WORK TO BE COMPLETED ▸
Search the listing below for the word "apartment" and return each line that contains it.

EXERCISE DATA section start

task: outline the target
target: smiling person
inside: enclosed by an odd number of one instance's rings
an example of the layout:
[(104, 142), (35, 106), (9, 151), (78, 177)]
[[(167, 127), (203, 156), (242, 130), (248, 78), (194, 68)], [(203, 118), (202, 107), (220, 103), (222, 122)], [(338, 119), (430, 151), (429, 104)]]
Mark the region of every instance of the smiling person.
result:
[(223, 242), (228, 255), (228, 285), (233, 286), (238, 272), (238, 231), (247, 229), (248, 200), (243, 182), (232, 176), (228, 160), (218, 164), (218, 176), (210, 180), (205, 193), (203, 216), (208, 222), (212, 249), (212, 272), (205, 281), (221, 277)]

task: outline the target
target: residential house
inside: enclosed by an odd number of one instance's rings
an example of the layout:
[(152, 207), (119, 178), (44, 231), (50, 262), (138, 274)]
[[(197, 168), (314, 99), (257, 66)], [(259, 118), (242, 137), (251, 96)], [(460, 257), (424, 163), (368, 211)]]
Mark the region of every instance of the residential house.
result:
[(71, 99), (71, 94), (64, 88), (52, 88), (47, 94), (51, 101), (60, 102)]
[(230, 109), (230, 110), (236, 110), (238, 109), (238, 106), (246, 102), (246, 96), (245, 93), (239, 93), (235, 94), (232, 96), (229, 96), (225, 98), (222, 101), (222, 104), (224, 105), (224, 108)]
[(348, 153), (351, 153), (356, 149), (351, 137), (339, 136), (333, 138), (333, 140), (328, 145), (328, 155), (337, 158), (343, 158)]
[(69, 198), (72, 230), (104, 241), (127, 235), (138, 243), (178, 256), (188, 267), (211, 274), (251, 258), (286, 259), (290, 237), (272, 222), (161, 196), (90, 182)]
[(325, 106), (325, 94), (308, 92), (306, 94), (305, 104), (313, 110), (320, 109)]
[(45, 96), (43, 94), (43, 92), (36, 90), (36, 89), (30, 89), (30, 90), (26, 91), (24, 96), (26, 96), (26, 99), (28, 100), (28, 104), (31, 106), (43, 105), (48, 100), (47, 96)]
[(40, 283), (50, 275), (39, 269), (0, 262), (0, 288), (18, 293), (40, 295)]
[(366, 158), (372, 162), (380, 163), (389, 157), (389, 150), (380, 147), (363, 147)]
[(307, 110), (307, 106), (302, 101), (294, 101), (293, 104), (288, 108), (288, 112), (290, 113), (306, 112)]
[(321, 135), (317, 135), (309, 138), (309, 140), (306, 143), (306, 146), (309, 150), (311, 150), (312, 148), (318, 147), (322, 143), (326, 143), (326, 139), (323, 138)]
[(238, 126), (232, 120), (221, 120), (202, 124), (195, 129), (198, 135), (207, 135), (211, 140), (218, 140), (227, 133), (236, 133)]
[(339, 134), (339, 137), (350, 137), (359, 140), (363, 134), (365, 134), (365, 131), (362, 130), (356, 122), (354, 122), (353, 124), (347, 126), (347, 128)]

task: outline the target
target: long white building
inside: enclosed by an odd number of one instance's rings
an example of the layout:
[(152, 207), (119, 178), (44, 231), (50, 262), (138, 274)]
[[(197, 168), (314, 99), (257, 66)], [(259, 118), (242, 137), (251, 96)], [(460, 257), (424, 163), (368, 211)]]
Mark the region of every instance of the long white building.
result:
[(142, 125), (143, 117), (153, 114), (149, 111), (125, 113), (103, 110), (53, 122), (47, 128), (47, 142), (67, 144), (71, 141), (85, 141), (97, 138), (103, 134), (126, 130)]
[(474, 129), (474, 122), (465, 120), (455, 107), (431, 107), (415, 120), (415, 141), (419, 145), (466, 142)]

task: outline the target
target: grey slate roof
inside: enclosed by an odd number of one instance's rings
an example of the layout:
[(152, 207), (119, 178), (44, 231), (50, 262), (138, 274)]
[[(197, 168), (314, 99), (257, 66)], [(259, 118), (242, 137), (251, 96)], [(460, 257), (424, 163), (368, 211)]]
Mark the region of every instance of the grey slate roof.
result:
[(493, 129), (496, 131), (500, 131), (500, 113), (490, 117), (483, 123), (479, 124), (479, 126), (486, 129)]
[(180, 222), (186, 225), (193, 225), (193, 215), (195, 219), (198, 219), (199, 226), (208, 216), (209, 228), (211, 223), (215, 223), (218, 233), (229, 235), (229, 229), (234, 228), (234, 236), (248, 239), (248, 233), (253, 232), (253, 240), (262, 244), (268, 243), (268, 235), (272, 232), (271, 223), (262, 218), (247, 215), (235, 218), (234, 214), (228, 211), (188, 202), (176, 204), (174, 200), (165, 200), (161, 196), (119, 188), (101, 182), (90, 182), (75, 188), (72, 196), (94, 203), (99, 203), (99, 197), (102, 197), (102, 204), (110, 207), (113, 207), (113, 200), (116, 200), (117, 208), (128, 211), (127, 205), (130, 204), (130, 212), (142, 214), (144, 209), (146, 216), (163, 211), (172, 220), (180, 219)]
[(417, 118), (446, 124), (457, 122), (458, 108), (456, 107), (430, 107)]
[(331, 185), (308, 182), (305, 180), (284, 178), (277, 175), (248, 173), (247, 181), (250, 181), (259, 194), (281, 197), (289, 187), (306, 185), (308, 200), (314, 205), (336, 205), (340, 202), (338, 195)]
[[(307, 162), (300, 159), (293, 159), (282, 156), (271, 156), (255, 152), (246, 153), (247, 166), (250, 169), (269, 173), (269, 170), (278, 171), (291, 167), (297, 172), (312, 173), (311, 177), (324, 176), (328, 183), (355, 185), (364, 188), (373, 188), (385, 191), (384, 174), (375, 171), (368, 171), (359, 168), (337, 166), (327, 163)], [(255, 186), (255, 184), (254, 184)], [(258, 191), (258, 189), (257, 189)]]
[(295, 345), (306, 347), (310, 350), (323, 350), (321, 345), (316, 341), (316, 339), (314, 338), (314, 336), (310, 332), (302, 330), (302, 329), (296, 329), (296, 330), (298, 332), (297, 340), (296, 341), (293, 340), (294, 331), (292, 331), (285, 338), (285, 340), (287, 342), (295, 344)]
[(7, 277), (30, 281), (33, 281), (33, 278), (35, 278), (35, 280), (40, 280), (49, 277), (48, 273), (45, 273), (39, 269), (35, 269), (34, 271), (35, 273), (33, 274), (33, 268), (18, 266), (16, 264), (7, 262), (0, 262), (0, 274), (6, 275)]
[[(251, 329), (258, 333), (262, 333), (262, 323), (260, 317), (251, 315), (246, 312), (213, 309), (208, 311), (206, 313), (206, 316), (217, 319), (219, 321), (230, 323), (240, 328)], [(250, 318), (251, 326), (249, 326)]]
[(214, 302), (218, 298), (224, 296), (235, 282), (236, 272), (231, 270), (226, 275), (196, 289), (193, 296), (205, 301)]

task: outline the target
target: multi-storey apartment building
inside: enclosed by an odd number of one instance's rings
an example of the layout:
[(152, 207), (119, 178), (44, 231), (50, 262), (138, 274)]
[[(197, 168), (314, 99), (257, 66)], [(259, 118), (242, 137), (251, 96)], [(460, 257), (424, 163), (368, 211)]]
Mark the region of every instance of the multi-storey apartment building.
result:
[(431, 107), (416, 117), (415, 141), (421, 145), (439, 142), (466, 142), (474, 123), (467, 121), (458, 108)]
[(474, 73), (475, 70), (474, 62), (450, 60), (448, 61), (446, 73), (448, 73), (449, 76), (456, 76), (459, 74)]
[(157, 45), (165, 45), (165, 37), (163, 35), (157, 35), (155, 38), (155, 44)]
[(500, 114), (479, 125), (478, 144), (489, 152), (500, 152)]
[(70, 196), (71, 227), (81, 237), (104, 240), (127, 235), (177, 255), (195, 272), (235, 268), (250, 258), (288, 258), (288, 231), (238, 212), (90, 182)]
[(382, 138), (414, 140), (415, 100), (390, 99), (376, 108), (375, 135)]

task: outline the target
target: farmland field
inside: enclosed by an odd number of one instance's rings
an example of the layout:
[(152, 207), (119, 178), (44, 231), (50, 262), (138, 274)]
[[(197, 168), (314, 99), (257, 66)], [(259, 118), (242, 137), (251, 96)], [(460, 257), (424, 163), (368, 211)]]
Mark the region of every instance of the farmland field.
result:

EXERCISE DATA section end

EXERCISE OUTPUT ▸
target: multi-storey apartment building
Mark the region of every instance of the multi-storey apartment building.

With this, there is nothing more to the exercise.